This article originally appeared in the Friday Aug. 2, 2019 issue of the Progress Times.
For Veronica Garza, events like the LJISD Special Needs Family Night provide a platform designed to create awareness and remind the community that everyone is deserving of respect.
This Tues. July 30, 2019, the La Joya Independent School District held this summer’s second Special Needs Family Night. While technically an annual event, the Sports and Learning Complex Aquatic Center (located at 1801 Western Rd. in Mission) opened its doors again to wrap up the summer months.
This is the third time the district has held a night at the complex that is open exclusively to students with special needs and their families from across the Rio Grande Valley. With the help of several organizations that came together to sponsor the event, word spread quickly, and families formed a long line outside before 6 p.m. when the night started.
According to LJISD Athletic Director Victor Garza, they were prepared for up to 600 people in attendance in part because of the sponsors and in part because interest in the event has grown exponentially in the last year.
“It was more than I anticipated, but our lifeguards are ready,” Victor Garza said. “The kids will have a blast with any and all the apparatuses we have.”
He added that it was important to create a space for children and people with special needs where no one feels ostracized.
“We all understand each other,” Victor Garza said. “We understand those stares, we understand those frustrations. At the end of the day, we can understand enough [to give those with special needs the space] to say ‘hey, it’s about us, let’s have fun.’”

:: Dataset extract ::

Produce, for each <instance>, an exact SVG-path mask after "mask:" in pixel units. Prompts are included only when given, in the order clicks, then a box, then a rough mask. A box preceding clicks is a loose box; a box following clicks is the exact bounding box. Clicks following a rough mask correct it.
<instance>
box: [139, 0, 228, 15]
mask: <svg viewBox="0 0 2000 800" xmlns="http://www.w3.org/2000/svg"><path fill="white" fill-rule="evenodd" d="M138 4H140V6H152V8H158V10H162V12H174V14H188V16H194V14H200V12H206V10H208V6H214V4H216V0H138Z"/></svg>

:: Work order 1 ::
According to the Special Needs Family Night article, why was the district prepared for up to 600 people? Answer in one to three sentences.
:: Work order 2 ::
Write out the Special Needs Family Night article from "This article originally" to "deserving of respect.".
The listing is separate material from the article.

:: Task response 1 ::
The district was prepared for up to 600 people partly because of the sponsors. Another reason was that interest in the event had grown exponentially in the last year.

:: Task response 2 ::
This article originally appeared in the Friday Aug. 2, 2019 issue of the Progress Times.
For Veronica Garza, events like the LJISD Special Needs Family Night provide a platform designed to create awareness and remind the community that everyone is deserving of respect.